▶ **Text passage**
────

Condiment of Sicilian cuisine

Capuliato, or capuliatu in the Sicilian language, is a traditional condiment of Sicilian cuisine based on dried tomatoes, linked, in particular to the territory of the Vittoria Plain, in the free municipal consortium of Ragusa. The original name is capuliato, meaning 'minced'.

==History==
Initially in Europe the tomato was used as an ornamental plant and it was only in the 19th century that it spread on a gastronomic level.

It is agreed that the capuliato (when referring to the dish as spaghettata and not as a condiment, usually, it is also called capuliata) was born and spread from Vittoria, Sicily, where since its origins the area was easily exploitable on an agricultural level.

Among the areas of diffusion of the product, Vittoria has always been seen as having the greatest production and tradition of the tomato. The city of Vittoria is home to the largest fruit and vegetable markets in Italy and the most important in Italy and Europe for tomatoes. Its only hamlet (frazione) is the seaside locality of Scoglitti. However, the territory is very large and, in addition to the urban area, it has 45 different contrade, mostly used for greenhouse cultivation.

Capuliato was developed when the methods of preserving tomato sauce and greenhouse cultivation of the latter were in their infancy. The recipe quickly spread to other areas of the province and nearby Gela. As the tomatoes were not available in the winter, they were sun dried and processed in the warm months, usually July and August, and then conserved to season the pasta and bread throughout the year.

────

▶ **Data section**
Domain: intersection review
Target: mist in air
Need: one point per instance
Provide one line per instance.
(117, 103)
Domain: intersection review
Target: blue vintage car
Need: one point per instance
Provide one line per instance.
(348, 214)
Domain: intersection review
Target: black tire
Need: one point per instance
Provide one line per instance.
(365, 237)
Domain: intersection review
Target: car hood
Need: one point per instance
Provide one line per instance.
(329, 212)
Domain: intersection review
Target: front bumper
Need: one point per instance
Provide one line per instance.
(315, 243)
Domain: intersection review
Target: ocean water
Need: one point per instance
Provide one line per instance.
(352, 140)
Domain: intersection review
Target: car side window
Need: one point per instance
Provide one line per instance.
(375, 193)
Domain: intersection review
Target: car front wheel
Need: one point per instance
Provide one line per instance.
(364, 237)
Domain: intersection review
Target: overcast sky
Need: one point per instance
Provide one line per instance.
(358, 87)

────

▶ **Exercise task A**
Write out the section of the capuliato text from "Capuliato, or capuliatu" up to and including "capuliato, meaning 'minced'.".
▶ **Exercise task B**
Answer these questions using the text on capuliato:
(i) What does the original name capuliato mean?
(ii) In which century did the tomato spread on a gastronomic level in Europe?
(iii) In which months were the tomatoes usually sun dried and processed?
▶ **Exercise task C**
Extend the text on the Sicilian condiment capuliato, picking up after its last sentence.

▶ **Final answer A**
Capuliato, or capuliatu in the Sicilian language, is a traditional condiment of Sicilian cuisine based on dried tomatoes, linked, in particular to the territory of the Vittoria Plain, in the free municipal consortium of Ragusa. The original name is capuliato, meaning 'minced'.

▶ **Final answer B**
(i) It means 'minced'.
(ii) The 19th century.
(iii) July and August.

▶ **Final answer C**
==Preparation and use==
The tomatoes are first washed, then cut, salted, and dried in the sun. Subsequently they are ground, usually with a meat grinder, and generally placed in oil, in a marinade that provides basil or oregano and other flavors in addition depending on the tastes. Capuliato is mainly used to season pasta, bread or bruschetta, but also to flavor the stuffed focaccia typical of the Ragusano cheese, the scaccia.

==Most common recipes==
The classic pasta con capuliato includes garlic, extra virgin olive oil, and capuliato, with the addition of basil or parsley at the end (elements that, however, once were not easily available in winter). It can be enriched with fried breadcrumbs, grated cheese, and other condiments. Long pasta is indicated; the classic spaghetti n° 5 is usually cooked. The bread is filled with capuliato, extra virgin olive oil, and ingredients such as cheese, oregano or basil, anchovies, and chili pepper.

==Industrial production==
There are now several manufacturing companies, especially in Vittoria, the home of the capuliato, thanks to which the product is easily available in delicatessens or supermarkets throughout Sicily, especially in the south-east. The tradition of homemade production still remains strong.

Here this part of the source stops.